What needs to be done – From the first line to the last, restate the material word for word, omitting pictures.

Provided material –
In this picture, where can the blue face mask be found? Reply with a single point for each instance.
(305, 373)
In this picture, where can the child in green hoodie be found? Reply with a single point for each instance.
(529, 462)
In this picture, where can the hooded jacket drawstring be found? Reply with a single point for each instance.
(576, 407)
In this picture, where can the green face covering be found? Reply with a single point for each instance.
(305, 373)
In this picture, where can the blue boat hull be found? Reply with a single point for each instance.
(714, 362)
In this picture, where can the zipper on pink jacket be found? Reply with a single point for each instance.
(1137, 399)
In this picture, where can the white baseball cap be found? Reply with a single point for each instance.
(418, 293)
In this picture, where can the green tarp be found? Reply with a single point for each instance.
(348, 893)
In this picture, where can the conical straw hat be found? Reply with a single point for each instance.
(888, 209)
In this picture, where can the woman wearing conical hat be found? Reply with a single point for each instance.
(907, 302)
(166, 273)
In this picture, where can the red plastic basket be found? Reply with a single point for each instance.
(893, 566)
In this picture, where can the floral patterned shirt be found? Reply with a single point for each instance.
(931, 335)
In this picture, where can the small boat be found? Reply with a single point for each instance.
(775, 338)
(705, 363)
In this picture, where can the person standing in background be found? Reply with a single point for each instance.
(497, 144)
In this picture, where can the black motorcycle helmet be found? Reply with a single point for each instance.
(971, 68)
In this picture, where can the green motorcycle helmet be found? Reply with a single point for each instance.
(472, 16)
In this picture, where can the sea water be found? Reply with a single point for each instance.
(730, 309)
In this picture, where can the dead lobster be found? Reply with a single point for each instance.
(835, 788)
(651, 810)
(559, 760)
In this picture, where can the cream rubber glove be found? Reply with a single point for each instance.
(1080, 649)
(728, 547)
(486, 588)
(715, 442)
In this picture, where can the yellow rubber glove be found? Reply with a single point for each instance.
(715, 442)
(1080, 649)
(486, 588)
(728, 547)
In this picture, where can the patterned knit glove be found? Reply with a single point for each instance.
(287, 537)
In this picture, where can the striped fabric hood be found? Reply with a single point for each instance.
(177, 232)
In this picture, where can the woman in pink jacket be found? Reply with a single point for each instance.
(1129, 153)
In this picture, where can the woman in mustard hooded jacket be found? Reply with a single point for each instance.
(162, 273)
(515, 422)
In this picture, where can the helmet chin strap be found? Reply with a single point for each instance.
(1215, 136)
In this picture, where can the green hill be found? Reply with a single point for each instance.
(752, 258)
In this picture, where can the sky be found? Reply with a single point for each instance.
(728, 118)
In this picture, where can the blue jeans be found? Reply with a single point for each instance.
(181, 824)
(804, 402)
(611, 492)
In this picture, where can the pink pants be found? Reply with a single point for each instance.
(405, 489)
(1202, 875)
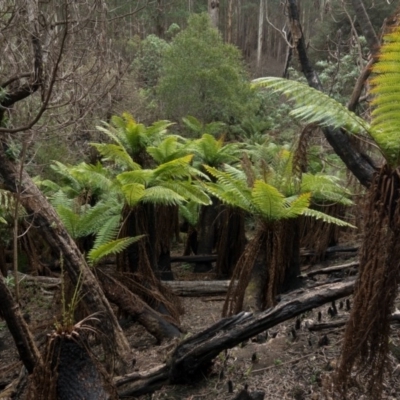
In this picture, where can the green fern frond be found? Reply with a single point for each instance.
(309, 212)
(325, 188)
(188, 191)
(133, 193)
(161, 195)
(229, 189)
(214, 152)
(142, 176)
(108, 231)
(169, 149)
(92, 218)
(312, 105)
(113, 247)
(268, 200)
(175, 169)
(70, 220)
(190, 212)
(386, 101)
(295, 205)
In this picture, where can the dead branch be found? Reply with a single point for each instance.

Solution for this problem –
In this picture, where can the blue face mask be found? Reply with a single point for each instance.
(305, 373)
In this picture, where can the child in green hoodie be found? Reply with a single point for each instance.
(529, 462)
In this picture, where can the hooded jacket drawstring be found? Reply with a single point for each instance.
(576, 407)
In this picture, where can the green face covering be found? Reply with a single point for each instance.
(305, 373)
In this picture, where can the blue boat hull be found? Reply with a single point for each instance.
(714, 362)
In this picture, where can the zipper on pink jacket be found? Reply with a single point for each instance.
(1137, 399)
In this picture, where can the white baseball cap be found? Reply with a single point for each instance.
(418, 293)
In this picture, where can the green tarp be found? Reply with a single point for each instance.
(348, 893)
In this picture, where can the conical straw hat be found? Reply with a single point for each instance.
(888, 209)
In this picture, where can the woman wearing conical hat be found? Reply with a single point for each instance.
(907, 302)
(166, 273)
In this picture, where can the red plastic basket be found? Reply with a single point for each instance.
(893, 566)
In this picture, where can the floral patterned shirt be found? Reply with a single point for each instance.
(931, 335)
In this picture, where can the small boat be found? Reply with a single point for each instance.
(775, 338)
(705, 363)
In this picture, where can the person standing in background be found? Reply with a single point for each instance.
(497, 144)
In this picture, where can the black motorcycle helmet be found? Reply with a single point for each instance.
(971, 68)
In this picture, where can the green motorcycle helmet be found? Reply with a single point for each instance.
(472, 16)
In this picture, where can the sea water be found? Reply with a single point for each instance.
(730, 309)
In this picture, where can the dead lobster be found? Reply with a single point for each instance.
(835, 788)
(651, 810)
(559, 760)
In this picture, where can the cream rubber glove be found? Reply with a single point for each instance.
(1080, 649)
(728, 547)
(486, 588)
(715, 442)
In this picture, where can the yellow rubber glove be found? Reply with a single point for each instance.
(715, 442)
(1080, 649)
(486, 588)
(728, 547)
In this picture, where can the patterned knit glove be found? Reply with a single point for each instance.
(287, 537)
In this picture, where can the striped fabric hood be found? Reply with a single point for each instance.
(177, 232)
In this picture, where can the woman in pink jacket be found? Reply with a single point for each instance.
(1129, 153)
In this picture, where can the woman in mustard hooded jacket be found? Reply with a single point for each instance.
(162, 273)
(515, 422)
In this picture, where can the helmet chin strap be found? Reply with a single point for each instance.
(1215, 136)
In this picture, where can the green hill be found? Reply with a single point for each instance.
(752, 258)
In this picture, where can the sky be found? Reply with a single point for each instance.
(728, 118)
In this picture, where can the blue jeans be found? Reply with a single point for each instance.
(181, 824)
(804, 402)
(611, 492)
In this picture, where can the pink pants be found? Reply with a single point for each instance.
(405, 489)
(1202, 875)
In this picture, where can the green fern frond be found? Reply with a single point for each instance.
(309, 212)
(325, 188)
(188, 191)
(133, 193)
(161, 195)
(229, 189)
(214, 152)
(142, 176)
(108, 231)
(169, 149)
(92, 218)
(312, 105)
(113, 247)
(268, 200)
(175, 169)
(70, 220)
(190, 212)
(386, 101)
(295, 205)
In this picture, where can the dead branch be found? Reply with a single point for each instance.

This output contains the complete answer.